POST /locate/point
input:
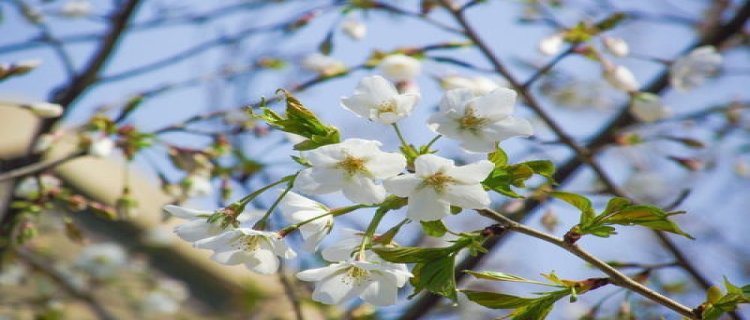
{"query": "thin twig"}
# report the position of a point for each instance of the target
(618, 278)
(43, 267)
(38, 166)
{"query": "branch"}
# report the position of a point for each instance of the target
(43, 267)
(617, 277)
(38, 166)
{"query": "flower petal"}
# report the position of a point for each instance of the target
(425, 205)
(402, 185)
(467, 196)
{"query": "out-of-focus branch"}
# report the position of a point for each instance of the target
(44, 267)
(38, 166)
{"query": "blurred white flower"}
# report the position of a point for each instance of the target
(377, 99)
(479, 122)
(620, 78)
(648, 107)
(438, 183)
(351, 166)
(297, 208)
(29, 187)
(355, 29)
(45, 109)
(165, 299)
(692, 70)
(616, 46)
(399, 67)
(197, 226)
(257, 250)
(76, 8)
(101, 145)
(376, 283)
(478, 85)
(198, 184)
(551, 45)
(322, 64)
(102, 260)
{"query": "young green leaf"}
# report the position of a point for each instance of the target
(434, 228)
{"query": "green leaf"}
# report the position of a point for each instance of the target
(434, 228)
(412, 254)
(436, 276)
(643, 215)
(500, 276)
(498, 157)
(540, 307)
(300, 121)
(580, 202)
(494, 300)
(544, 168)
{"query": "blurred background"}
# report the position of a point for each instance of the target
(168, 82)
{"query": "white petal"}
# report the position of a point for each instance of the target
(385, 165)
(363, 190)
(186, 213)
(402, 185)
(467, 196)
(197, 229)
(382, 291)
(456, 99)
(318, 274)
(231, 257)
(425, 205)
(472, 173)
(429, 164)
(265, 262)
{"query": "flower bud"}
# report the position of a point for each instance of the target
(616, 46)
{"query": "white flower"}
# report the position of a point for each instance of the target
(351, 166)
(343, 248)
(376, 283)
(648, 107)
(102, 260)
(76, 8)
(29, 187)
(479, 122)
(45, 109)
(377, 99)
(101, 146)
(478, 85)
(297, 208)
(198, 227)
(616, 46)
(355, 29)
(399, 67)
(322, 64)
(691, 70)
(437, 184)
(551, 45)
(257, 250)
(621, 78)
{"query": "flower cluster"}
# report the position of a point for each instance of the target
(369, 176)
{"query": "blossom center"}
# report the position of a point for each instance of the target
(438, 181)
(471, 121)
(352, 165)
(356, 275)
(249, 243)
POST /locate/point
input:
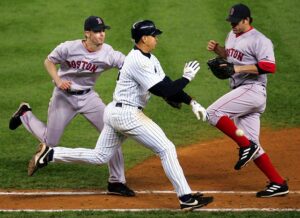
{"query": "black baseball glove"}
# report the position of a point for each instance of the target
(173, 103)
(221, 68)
---
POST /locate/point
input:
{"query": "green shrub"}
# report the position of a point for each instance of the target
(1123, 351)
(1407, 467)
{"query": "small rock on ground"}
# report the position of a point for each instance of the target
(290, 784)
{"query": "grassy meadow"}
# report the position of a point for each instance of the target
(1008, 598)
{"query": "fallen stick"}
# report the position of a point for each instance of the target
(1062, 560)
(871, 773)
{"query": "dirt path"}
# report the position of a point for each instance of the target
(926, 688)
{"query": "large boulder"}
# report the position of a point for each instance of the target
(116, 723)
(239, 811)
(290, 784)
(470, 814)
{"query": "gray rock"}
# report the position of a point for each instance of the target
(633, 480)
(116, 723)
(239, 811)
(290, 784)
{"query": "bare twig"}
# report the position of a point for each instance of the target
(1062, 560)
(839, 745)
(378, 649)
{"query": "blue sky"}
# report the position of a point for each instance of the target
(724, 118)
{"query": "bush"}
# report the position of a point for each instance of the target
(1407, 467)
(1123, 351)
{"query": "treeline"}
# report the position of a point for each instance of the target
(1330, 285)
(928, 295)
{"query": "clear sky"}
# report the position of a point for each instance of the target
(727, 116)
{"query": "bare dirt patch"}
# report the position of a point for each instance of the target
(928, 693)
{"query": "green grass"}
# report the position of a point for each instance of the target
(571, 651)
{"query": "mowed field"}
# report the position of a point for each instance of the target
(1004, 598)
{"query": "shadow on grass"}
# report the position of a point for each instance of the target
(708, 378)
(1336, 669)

◆ **Written instruction**:
Can you find every line in the records that contains the word "white" and copy each of those lines out in full?

◆ **The output**:
{"query": "blurred white flower"}
{"query": "white petal"}
{"query": "white flower"}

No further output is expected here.